To do:
Identical copies of all the records below are needed.

Record extracts section start

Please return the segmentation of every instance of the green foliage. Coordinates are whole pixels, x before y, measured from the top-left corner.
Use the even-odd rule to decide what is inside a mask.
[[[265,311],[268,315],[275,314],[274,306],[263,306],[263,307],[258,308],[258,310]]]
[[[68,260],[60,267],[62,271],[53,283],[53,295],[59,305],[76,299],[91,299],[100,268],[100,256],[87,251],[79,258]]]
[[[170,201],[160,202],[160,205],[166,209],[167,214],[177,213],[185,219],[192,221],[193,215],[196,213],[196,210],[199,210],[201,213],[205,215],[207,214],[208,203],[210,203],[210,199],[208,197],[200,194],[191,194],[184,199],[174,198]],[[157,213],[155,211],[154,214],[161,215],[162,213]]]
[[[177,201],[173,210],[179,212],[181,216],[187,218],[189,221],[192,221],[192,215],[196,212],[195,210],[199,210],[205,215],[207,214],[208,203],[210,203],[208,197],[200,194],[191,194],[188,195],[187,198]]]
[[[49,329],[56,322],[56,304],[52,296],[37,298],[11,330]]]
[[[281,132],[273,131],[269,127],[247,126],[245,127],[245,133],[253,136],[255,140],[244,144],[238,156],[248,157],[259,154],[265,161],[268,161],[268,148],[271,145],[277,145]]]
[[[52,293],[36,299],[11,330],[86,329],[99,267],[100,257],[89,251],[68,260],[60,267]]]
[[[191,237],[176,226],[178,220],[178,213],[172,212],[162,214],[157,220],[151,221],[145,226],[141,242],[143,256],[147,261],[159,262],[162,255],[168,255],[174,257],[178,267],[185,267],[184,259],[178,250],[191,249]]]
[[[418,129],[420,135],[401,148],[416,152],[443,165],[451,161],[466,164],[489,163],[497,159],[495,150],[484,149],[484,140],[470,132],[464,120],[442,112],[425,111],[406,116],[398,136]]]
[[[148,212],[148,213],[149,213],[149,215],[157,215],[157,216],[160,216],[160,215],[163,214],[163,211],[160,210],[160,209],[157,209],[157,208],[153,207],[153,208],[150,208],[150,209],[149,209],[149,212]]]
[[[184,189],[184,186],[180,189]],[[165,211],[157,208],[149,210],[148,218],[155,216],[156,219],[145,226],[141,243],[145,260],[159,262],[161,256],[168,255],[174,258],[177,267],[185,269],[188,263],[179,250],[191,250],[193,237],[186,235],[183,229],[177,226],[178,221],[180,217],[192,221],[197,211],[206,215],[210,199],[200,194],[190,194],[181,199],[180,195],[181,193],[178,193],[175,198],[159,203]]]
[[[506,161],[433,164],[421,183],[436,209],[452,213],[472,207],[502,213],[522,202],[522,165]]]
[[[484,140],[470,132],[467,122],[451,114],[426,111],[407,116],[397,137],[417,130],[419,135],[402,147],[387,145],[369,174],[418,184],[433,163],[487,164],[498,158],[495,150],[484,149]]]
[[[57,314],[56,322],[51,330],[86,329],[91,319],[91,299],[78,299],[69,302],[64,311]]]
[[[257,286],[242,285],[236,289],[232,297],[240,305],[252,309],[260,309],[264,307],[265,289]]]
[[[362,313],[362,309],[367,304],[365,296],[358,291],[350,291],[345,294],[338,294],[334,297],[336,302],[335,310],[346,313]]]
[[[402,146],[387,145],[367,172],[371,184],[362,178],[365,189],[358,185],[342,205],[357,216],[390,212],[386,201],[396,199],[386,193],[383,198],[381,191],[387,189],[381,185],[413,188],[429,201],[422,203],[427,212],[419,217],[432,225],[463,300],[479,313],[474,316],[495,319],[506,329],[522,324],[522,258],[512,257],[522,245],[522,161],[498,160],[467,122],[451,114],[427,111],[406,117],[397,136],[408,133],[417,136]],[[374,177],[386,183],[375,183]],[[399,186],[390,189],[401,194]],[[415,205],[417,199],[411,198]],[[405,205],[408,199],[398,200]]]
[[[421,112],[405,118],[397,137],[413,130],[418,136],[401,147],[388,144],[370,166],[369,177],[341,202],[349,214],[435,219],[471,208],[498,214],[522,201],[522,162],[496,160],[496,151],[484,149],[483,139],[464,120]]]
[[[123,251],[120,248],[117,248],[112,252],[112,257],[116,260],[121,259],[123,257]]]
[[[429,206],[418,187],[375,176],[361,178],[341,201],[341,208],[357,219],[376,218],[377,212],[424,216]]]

Record extracts section end

Written reply:
Please return the segmentation of every instance of the green foliage. Coordinates are whole pixels, x before y, measured from the top-left corner.
Use the even-odd rule to decide what is inside a mask.
[[[265,311],[268,315],[275,314],[274,306],[263,306],[263,307],[258,308],[258,310]]]
[[[68,260],[60,267],[62,271],[53,283],[53,295],[59,305],[76,299],[91,299],[100,268],[100,256],[87,251],[79,258]]]
[[[170,201],[160,202],[160,205],[166,209],[167,214],[177,213],[185,219],[192,221],[193,215],[196,213],[196,210],[199,210],[201,213],[205,215],[207,214],[208,203],[210,203],[210,199],[208,197],[200,194],[191,194],[184,199],[174,198]],[[157,213],[155,211],[154,214],[161,215],[162,213]]]
[[[177,201],[173,210],[179,212],[181,216],[187,218],[189,221],[192,221],[192,215],[196,212],[195,210],[199,210],[205,215],[207,214],[208,203],[210,203],[208,197],[200,194],[191,194],[188,195],[187,198]]]
[[[49,329],[56,322],[56,304],[52,296],[37,298],[11,330]]]
[[[281,132],[273,131],[269,127],[247,126],[245,127],[245,133],[253,136],[255,140],[244,144],[238,156],[248,157],[259,154],[265,161],[268,161],[268,148],[271,145],[277,145]]]
[[[52,293],[36,299],[11,330],[86,329],[99,267],[100,257],[89,251],[68,260],[60,267]]]
[[[191,237],[176,226],[178,220],[178,213],[172,212],[162,214],[157,220],[151,221],[145,226],[141,242],[143,256],[147,261],[159,262],[162,255],[168,255],[174,257],[178,267],[185,267],[184,259],[178,250],[191,249]]]
[[[418,129],[420,135],[401,148],[416,152],[443,165],[451,161],[466,164],[489,163],[497,159],[495,150],[484,149],[484,140],[470,132],[464,120],[442,112],[425,111],[406,116],[398,136]]]
[[[148,212],[148,213],[149,213],[149,215],[157,215],[157,216],[160,216],[160,215],[163,214],[163,211],[160,210],[160,209],[157,209],[157,208],[153,207],[153,208],[150,208],[150,209],[149,209],[149,212]]]
[[[184,189],[184,186],[180,189]],[[165,211],[157,208],[149,210],[148,218],[155,216],[156,219],[145,226],[141,243],[145,260],[159,262],[161,256],[168,255],[174,258],[177,267],[185,269],[188,263],[179,250],[191,250],[193,237],[186,235],[183,229],[177,226],[178,221],[180,217],[192,221],[197,211],[206,215],[210,199],[200,194],[190,194],[181,199],[180,195],[181,193],[178,193],[175,198],[159,203]]]
[[[506,161],[433,164],[421,183],[436,209],[452,213],[472,207],[502,213],[522,202],[522,165]]]
[[[484,140],[470,132],[467,122],[451,114],[426,111],[407,116],[397,137],[417,130],[419,135],[402,147],[387,145],[369,174],[418,184],[433,163],[487,164],[498,158],[495,150],[484,149]]]
[[[57,314],[56,322],[51,330],[86,329],[91,319],[91,299],[78,299],[69,302],[64,311]]]
[[[257,286],[242,285],[236,289],[232,297],[240,305],[252,309],[260,309],[264,307],[265,289]]]
[[[362,313],[362,309],[367,304],[365,296],[358,291],[350,291],[345,294],[338,294],[334,297],[336,302],[335,310],[346,313]]]
[[[402,146],[387,145],[367,172],[371,184],[362,178],[365,189],[358,185],[342,205],[357,216],[390,212],[386,201],[396,199],[386,193],[383,198],[381,191],[387,189],[381,185],[413,188],[429,201],[422,203],[427,212],[419,217],[432,225],[463,300],[479,313],[474,316],[495,319],[506,329],[522,324],[522,258],[512,257],[522,245],[522,161],[498,160],[467,122],[451,114],[427,111],[406,117],[397,136],[408,133],[417,136]],[[374,177],[386,183],[375,183]],[[399,186],[390,189],[401,194]],[[415,205],[417,199],[411,198]],[[405,205],[408,199],[398,200]]]
[[[421,112],[405,118],[397,137],[413,130],[418,136],[401,147],[388,144],[370,166],[369,177],[341,202],[349,214],[435,219],[471,208],[498,214],[522,201],[522,162],[496,160],[496,151],[484,149],[483,139],[464,120]]]
[[[123,251],[120,248],[117,248],[112,252],[112,257],[116,260],[121,259],[123,257]]]
[[[429,206],[418,187],[375,176],[361,178],[341,201],[341,208],[357,219],[376,218],[377,212],[424,216]]]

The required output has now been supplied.